Your instructions:
Please output the lines shown below exactly as they appear.

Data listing
=-=-=

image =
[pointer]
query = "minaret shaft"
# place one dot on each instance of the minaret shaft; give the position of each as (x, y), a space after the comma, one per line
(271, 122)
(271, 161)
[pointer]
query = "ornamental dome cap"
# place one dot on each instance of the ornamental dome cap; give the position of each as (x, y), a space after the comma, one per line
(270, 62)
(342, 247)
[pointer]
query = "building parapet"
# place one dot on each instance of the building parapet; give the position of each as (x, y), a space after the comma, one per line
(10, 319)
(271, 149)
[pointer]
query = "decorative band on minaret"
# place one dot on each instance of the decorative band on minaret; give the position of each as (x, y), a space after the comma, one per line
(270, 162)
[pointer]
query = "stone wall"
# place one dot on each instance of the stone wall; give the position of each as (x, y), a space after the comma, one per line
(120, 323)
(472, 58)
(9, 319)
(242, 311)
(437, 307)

=-=-=

Solution below:
image =
[pointer]
query = "minaret shaft"
# place one dot on each instance of the minaret shaft; give the position of each as (x, y), a space after the comma, one per line
(271, 122)
(271, 161)
[pointer]
query = "ornamental dome cap"
# place one dot on each instance of the ornamental dome cap; give the position of each as (x, y), a space after the comma, one per line
(270, 62)
(342, 247)
[pointer]
query = "building parapet"
# place one dot on each instance of the building parapet; give the position of each as (x, y), a space after the comma, one per line
(10, 319)
(271, 149)
[pointer]
query = "decorative band on minaret"
# place one dot on each instance of the decorative band on minaret; give the position of each as (x, y), a space after the comma, one per line
(270, 162)
[pointer]
query = "stone wall"
# place one dot on each instance of the stone wall; give the position of each as (x, y), a space after the comma, one per line
(120, 323)
(472, 58)
(9, 319)
(242, 311)
(437, 307)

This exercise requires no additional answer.